Given entries |

++++++

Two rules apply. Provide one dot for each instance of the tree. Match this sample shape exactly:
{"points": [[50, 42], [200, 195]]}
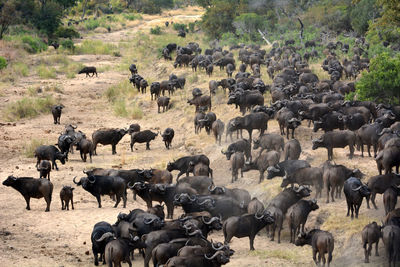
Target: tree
{"points": [[382, 83], [47, 17], [7, 15], [218, 18], [362, 13], [247, 25]]}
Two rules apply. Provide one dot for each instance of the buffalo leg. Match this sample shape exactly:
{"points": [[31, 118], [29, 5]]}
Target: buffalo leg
{"points": [[315, 256], [117, 201], [373, 200], [27, 199], [351, 152], [367, 252], [98, 201], [251, 242]]}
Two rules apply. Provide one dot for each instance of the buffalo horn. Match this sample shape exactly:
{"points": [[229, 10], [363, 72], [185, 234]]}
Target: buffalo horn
{"points": [[257, 217], [146, 221], [213, 256], [104, 236], [356, 189]]}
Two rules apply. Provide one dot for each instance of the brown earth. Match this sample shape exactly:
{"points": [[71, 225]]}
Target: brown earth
{"points": [[62, 238]]}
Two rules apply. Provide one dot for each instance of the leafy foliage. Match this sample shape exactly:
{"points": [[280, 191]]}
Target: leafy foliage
{"points": [[382, 83], [3, 62], [33, 44]]}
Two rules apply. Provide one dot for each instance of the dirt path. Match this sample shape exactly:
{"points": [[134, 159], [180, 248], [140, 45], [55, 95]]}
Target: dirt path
{"points": [[62, 238]]}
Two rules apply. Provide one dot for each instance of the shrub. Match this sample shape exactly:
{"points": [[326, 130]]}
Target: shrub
{"points": [[91, 24], [382, 83], [180, 26], [30, 147], [156, 30], [33, 44], [95, 47], [46, 72], [67, 32], [3, 62], [28, 108], [68, 44]]}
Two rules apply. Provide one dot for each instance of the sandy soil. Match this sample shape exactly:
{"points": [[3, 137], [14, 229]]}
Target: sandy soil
{"points": [[62, 238]]}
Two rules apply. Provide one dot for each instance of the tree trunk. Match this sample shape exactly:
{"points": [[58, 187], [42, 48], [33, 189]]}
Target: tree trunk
{"points": [[84, 9]]}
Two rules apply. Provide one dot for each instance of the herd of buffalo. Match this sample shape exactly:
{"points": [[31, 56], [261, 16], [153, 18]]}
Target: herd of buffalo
{"points": [[298, 96]]}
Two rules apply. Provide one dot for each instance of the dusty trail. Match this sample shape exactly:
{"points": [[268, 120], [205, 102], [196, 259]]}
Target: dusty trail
{"points": [[62, 238]]}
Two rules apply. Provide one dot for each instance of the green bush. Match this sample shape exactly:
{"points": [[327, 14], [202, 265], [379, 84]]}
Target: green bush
{"points": [[68, 44], [28, 108], [91, 24], [33, 44], [63, 32], [3, 62], [95, 47], [156, 30], [382, 82], [180, 26]]}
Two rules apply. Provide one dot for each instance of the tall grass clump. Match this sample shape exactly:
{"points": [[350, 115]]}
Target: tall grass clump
{"points": [[30, 147], [95, 47], [45, 72], [28, 108], [3, 63], [33, 44], [131, 111], [121, 90]]}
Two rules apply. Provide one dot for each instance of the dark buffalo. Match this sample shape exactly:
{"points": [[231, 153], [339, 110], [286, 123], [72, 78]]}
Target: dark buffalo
{"points": [[143, 137], [370, 235], [167, 136], [242, 145], [286, 168], [247, 225], [104, 185], [67, 195], [56, 111], [44, 169], [322, 242], [355, 191], [31, 188], [108, 137], [98, 247], [49, 153], [298, 215], [335, 139], [182, 164], [292, 150]]}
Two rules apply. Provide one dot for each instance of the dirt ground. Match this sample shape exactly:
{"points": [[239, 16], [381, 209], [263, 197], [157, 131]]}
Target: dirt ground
{"points": [[62, 238]]}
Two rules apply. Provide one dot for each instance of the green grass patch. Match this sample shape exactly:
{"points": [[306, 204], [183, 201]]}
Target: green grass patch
{"points": [[33, 44], [95, 47], [20, 69], [131, 111], [30, 147], [28, 107], [46, 72], [121, 90]]}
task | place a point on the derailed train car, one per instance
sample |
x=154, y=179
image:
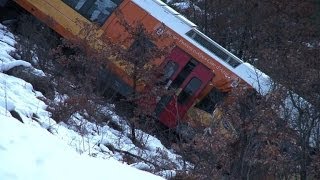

++++++

Request |
Rewrite every line from the one with "the green grass" through the end of the entries, requests included, multiplying each point coordinate in the answers by 0.75 and rounding to whole numbers with halves going up, while numbers in the requests and their sample formats stay unchanged. Leave the pictures out of your answer.

Final result |
Two rules apply. Provide one dot for each instance of the green grass patch. Match this sample shape exactly:
{"points": [[306, 204], [183, 201]]}
Target: green grass patch
{"points": [[25, 33], [71, 35], [15, 52], [98, 83], [23, 110], [21, 80], [35, 54], [91, 68]]}
task | place a point on the derailed train car, one per instance
sample |
x=154, y=179
image:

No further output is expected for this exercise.